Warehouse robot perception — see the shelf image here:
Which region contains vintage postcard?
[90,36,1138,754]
---
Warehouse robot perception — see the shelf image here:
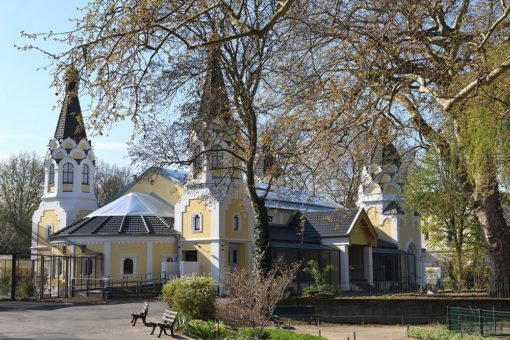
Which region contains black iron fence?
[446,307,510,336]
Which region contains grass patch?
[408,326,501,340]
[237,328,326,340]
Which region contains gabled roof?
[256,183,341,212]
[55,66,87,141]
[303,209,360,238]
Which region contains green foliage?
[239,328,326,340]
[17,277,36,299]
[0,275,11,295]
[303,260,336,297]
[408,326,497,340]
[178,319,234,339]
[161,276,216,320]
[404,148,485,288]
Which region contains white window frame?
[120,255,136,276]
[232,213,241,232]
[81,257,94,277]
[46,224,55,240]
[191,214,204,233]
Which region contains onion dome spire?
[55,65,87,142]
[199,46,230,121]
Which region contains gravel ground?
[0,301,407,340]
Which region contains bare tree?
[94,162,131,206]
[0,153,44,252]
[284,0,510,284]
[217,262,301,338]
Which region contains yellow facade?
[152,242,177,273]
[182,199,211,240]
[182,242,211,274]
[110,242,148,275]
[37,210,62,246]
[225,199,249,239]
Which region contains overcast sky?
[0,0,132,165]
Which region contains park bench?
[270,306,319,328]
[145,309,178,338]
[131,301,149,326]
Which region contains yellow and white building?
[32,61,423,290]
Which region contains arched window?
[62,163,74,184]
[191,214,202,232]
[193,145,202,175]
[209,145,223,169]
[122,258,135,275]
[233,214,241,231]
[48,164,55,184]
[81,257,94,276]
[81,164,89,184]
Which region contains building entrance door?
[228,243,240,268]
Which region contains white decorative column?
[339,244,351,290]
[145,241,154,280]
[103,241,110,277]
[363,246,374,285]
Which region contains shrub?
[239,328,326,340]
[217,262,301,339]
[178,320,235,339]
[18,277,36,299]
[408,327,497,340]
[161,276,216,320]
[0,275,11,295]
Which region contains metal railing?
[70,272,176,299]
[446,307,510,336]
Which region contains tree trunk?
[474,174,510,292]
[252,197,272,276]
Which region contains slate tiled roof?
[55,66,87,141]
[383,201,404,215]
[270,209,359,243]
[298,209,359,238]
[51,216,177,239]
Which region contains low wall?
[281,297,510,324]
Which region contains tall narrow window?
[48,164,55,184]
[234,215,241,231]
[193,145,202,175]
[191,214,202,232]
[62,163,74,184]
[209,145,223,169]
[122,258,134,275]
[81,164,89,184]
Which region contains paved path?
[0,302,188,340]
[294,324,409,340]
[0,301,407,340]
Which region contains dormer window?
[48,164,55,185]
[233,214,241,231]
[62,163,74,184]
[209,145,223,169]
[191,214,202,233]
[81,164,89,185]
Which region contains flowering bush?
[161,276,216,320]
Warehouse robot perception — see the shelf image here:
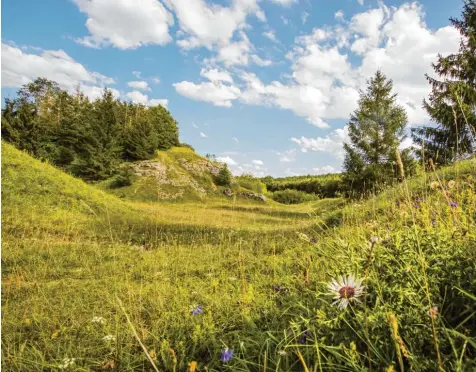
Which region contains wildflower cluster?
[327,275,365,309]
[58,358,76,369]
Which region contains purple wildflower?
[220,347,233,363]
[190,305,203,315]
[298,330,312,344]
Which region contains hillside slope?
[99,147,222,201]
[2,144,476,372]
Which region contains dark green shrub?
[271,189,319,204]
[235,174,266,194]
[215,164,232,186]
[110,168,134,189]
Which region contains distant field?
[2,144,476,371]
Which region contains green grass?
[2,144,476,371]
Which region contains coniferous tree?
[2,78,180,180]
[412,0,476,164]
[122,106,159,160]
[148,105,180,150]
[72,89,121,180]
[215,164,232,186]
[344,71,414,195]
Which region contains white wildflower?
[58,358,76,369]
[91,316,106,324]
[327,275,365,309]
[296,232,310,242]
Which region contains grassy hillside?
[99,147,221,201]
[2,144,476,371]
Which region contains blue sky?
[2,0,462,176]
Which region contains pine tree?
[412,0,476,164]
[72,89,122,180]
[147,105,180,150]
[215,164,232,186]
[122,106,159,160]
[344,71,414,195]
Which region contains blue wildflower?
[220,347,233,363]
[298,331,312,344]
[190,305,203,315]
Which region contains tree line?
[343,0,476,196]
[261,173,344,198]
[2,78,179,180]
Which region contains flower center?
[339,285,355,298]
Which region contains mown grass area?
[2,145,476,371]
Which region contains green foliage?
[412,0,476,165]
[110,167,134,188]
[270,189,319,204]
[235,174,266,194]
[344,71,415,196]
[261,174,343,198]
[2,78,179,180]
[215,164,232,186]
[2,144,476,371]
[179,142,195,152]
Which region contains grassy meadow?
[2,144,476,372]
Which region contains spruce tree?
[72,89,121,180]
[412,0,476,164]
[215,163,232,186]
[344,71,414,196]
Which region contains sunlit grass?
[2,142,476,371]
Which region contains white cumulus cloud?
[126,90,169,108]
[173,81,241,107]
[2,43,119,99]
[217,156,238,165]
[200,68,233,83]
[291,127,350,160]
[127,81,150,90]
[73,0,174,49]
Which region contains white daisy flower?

▸ Problem to work on:
Rewrite the entries from the line with "Which region contains building entrance door?" up to and including the line with "[296,232,310,242]", swapping "wildflower" for "meadow flower" and leaving everything else unchanged. Leave the pictures out of your answer.

▸ Answer to the exercise:
Which region contains building entrance door?
[228,243,240,268]
Which region contains white decorative column?
[339,244,351,290]
[145,241,154,280]
[103,241,110,277]
[363,246,374,285]
Which region contains shrub?
[239,328,326,340]
[217,262,301,339]
[178,320,235,339]
[18,277,36,299]
[408,327,497,340]
[161,276,216,320]
[0,275,11,295]
Which region contains metal railing?
[70,272,176,299]
[446,307,510,336]
Which region contains tree trunk?
[474,174,510,292]
[252,197,272,276]
Which region contains slate tiled roof?
[55,66,87,141]
[383,201,404,215]
[270,209,359,243]
[298,209,359,238]
[51,216,177,239]
Which region contains low wall?
[281,297,510,324]
Which region contains tall narrow window?
[48,164,55,184]
[234,215,241,231]
[193,145,202,175]
[191,214,202,232]
[62,163,74,184]
[209,145,223,169]
[122,258,134,275]
[81,164,89,184]
Which region contains paved path?
[0,302,188,340]
[294,324,409,340]
[0,301,407,340]
Which region contains dormer window?
[48,164,55,185]
[233,214,241,231]
[62,163,74,184]
[209,145,223,169]
[191,214,202,233]
[81,164,89,185]
Which region contains flowering bush?
[161,276,216,320]
Warehouse robot perception — see the shelf image here:
Which region contains meadow flower cluster?
[327,275,365,309]
[58,358,76,369]
Which region contains purple meadow flower?
[220,347,233,363]
[190,305,203,315]
[298,330,312,344]
Which region contains hillside slope?
[99,147,222,201]
[2,144,476,372]
Which region contains dark green shrub?
[271,189,319,204]
[235,174,266,194]
[215,164,232,186]
[110,168,134,189]
Which region contains distant field?
[2,144,476,371]
Which region contains green grass?
[2,144,476,371]
Which region contains coniferous tree?
[2,78,180,180]
[412,0,476,164]
[122,106,159,160]
[148,105,180,150]
[72,89,121,180]
[215,164,232,186]
[344,71,414,195]
Which region contains white meadow flower?
[58,358,76,369]
[91,316,106,324]
[327,275,365,309]
[296,232,310,242]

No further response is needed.